**** RECORDS PROVIDED ****
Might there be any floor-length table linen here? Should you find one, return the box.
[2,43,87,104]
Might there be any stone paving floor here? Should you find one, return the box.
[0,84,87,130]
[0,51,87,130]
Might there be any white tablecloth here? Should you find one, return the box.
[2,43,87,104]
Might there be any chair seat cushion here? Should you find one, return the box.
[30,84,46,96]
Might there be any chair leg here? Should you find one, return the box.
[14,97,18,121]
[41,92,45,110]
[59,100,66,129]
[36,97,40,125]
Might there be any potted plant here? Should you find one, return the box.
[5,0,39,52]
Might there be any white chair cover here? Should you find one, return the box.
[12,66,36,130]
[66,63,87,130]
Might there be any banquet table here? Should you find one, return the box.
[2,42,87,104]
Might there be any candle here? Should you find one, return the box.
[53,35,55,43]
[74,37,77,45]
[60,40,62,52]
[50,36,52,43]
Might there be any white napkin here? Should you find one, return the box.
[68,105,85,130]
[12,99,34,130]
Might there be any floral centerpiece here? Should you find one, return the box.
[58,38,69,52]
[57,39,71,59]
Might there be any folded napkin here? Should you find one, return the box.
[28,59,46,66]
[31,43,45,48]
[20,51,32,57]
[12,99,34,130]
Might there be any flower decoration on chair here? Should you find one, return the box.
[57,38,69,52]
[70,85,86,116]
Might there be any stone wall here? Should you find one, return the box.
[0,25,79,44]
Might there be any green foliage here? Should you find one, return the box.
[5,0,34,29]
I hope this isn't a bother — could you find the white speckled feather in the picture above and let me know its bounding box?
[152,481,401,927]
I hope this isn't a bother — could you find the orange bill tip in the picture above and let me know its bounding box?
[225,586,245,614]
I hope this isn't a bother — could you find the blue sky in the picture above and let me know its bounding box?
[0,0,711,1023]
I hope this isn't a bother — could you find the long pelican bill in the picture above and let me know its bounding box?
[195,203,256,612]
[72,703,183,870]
****
Revise the data above so that every occurrence of "Should you find one" reads "If you spot one", keeping everything else the same.

Might there be any floor-length table linen here? If you spot one, return the box.
[2,43,87,104]
Might there be any stone paving floor here? If you spot one, return the box.
[0,84,87,130]
[0,51,87,130]
Might there be any white tablecloth here? If you spot one, return the box.
[2,43,87,104]
Might there be any chair seat cushion here? If you spot one, return the box.
[30,84,46,96]
Might there be any chair leg here? If you spot one, return the box.
[14,97,18,121]
[41,92,45,110]
[59,100,66,129]
[36,97,40,125]
Might there be any potted plant here? If you spot one, return the box.
[5,0,39,52]
Might there be any white chair cover here? If you spot one, return the box.
[12,66,36,130]
[66,63,87,130]
Might there be any banquet table here? If you spot one, return the box.
[2,42,87,104]
Might there be any candle here? If you spot one, return the box.
[53,35,55,43]
[74,37,77,45]
[60,40,62,52]
[50,36,52,43]
Might there be any white napkin here? If you spot one, return the box.
[68,105,85,130]
[12,99,34,130]
Might there be any floral centerpiece here? If you spot one, return the box.
[58,38,69,52]
[57,39,71,59]
Might there be any folded napkin here? If you spot one, return the box.
[28,59,46,66]
[31,43,45,48]
[20,51,32,57]
[12,99,34,130]
Might there be any flower decoration on chair here? If you spot one, return the box.
[57,38,69,52]
[70,85,86,116]
Might there be any stone wall here? If you spot one, return the box.
[0,25,79,44]
Might there be any green foliage here? If you spot one, return the box.
[5,0,34,29]
I hope this isn't a bother — could you find the white speckled feather in the picture above and let me know its bounding box?
[152,481,401,927]
I hope this isn't a bother — could you find the orange bill tip in the picture above and let me know its bounding box?
[225,586,245,614]
I hope this isn't a bother — could you find the blue sky in the picture above and let me know its bounding box?
[0,0,711,1023]
I hope this isn't a bother — could you find the long pelican bill in the picture above and let me know its bounding box?
[195,203,256,612]
[72,703,183,870]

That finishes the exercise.